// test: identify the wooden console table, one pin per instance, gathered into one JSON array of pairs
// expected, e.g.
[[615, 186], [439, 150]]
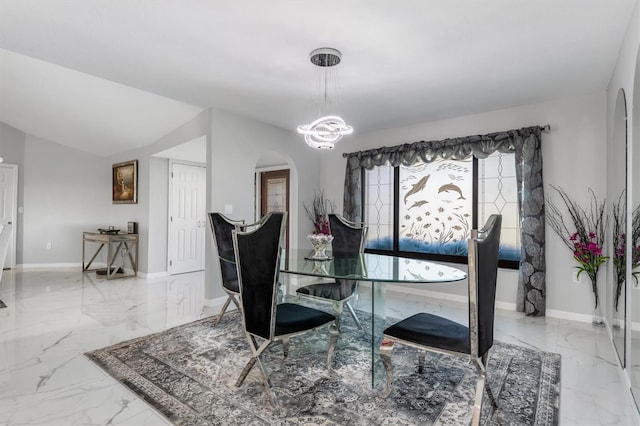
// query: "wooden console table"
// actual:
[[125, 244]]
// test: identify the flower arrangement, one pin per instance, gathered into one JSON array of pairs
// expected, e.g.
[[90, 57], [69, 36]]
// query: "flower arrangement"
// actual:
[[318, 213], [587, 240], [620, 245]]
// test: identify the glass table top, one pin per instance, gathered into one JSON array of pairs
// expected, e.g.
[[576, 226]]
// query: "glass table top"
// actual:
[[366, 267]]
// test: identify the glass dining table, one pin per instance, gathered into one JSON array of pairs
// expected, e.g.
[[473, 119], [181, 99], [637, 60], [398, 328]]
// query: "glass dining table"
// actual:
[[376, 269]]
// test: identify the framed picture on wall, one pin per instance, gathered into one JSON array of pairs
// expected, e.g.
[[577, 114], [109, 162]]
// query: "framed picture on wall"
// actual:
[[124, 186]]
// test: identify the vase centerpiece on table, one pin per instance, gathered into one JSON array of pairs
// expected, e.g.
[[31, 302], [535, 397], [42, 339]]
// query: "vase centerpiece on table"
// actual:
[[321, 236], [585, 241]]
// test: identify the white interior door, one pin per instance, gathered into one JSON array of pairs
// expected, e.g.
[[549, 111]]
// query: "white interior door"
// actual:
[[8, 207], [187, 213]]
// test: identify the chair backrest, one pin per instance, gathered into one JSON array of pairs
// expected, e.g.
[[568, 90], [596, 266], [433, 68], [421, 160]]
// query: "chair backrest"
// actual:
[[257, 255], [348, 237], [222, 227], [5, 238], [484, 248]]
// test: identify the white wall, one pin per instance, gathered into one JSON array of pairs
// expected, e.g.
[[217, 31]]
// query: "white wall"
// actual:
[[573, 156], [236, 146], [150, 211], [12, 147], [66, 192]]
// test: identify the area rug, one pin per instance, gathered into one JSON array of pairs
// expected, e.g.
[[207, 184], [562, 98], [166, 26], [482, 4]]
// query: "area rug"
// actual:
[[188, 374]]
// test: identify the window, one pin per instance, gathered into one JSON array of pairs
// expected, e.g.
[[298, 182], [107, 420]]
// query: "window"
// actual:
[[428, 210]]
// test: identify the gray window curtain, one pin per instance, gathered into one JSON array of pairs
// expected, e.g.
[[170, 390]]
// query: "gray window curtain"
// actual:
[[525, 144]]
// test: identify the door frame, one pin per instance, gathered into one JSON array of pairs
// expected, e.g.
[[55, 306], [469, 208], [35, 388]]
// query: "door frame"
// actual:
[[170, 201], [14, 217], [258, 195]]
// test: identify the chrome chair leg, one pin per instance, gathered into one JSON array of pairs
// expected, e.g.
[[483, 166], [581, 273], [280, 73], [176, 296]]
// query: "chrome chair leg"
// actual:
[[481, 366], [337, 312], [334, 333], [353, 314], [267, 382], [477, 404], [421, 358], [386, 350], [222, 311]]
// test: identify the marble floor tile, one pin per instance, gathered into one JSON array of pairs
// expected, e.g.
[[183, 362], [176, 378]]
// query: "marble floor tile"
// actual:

---

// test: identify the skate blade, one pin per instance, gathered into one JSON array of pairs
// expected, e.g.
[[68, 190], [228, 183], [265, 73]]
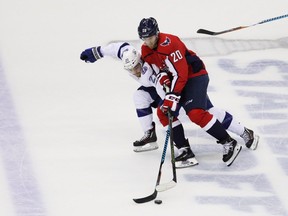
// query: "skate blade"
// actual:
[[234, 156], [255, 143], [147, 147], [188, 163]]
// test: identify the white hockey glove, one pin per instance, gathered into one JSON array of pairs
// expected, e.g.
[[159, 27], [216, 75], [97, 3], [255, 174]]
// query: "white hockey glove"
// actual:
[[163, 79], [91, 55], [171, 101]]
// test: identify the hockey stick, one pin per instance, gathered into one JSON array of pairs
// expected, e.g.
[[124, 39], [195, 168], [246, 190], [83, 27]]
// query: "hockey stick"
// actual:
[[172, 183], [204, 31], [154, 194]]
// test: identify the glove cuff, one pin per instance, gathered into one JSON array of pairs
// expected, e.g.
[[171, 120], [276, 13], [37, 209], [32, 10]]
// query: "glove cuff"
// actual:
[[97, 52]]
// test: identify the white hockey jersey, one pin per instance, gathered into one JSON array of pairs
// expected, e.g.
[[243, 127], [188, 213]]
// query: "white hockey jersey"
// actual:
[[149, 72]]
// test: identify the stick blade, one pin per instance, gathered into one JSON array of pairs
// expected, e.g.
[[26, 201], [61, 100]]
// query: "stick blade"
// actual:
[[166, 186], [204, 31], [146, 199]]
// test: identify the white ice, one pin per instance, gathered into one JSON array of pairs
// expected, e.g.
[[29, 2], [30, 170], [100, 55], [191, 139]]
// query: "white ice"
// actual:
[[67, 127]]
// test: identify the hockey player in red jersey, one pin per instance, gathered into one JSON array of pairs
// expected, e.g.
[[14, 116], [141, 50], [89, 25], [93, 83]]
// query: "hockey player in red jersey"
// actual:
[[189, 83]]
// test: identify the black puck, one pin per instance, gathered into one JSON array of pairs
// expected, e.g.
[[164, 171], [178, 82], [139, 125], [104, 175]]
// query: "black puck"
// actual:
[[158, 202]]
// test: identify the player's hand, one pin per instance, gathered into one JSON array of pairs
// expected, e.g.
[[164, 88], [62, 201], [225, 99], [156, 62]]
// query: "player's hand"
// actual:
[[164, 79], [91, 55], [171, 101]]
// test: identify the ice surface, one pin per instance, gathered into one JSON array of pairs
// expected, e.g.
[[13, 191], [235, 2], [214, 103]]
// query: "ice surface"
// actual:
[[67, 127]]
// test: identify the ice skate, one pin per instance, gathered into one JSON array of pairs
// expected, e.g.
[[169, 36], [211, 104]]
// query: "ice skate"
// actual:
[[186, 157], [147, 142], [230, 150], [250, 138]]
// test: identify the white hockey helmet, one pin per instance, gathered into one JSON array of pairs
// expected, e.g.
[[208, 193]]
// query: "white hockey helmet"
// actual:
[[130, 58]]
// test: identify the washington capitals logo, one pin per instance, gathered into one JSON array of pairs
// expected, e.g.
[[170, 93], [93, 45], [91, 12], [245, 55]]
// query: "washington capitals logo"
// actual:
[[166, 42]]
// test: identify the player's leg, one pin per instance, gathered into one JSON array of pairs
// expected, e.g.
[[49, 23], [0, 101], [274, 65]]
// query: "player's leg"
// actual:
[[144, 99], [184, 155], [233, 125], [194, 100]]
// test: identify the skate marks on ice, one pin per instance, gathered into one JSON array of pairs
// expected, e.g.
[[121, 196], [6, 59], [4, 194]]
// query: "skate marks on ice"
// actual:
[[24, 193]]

Directions => Reproduce the material from the line that contains "identify the chair" through the line that contains "[[525, 144]]", including the requests, with each point coordinate in the answers multiplied by 0.65 and rounded to a whole number, halves rounded up. Leave the numbers in the requests and their sample arrays unchanged.

Exercise response =>
// test: identify the chair backrest, one pin per instance, gathered into one JSON array of pairs
// expected, e.g.
[[568, 90], [596, 266], [433, 68], [421, 160]]
// query: "chair backrest"
// actual:
[[167, 166], [226, 154], [144, 148], [3, 155], [315, 161]]
// test: identify the white wall, one pin per instance, gathered into one JSON array of pairs
// expected, e.g.
[[217, 31]]
// query: "white wall"
// actual:
[[372, 101], [153, 95], [98, 137], [8, 96], [43, 125]]
// test: identify the area rug, one pin per instance, gathered into one JSON array of pairs
// expected, e.g.
[[207, 184], [562, 98], [166, 26], [482, 4]]
// query: "area rug"
// actual:
[[122, 243]]
// test: identify the window, one pin per instance, gathered into one JSON array of pairs
// expected, e.g.
[[298, 182], [107, 420]]
// query: "window"
// actual:
[[278, 137]]
// test: identify the gray window curtain, one pin per instance, gathered into one JSON array of pairs
// expected, e.g.
[[170, 390]]
// query: "gray window curtain"
// actual:
[[341, 94]]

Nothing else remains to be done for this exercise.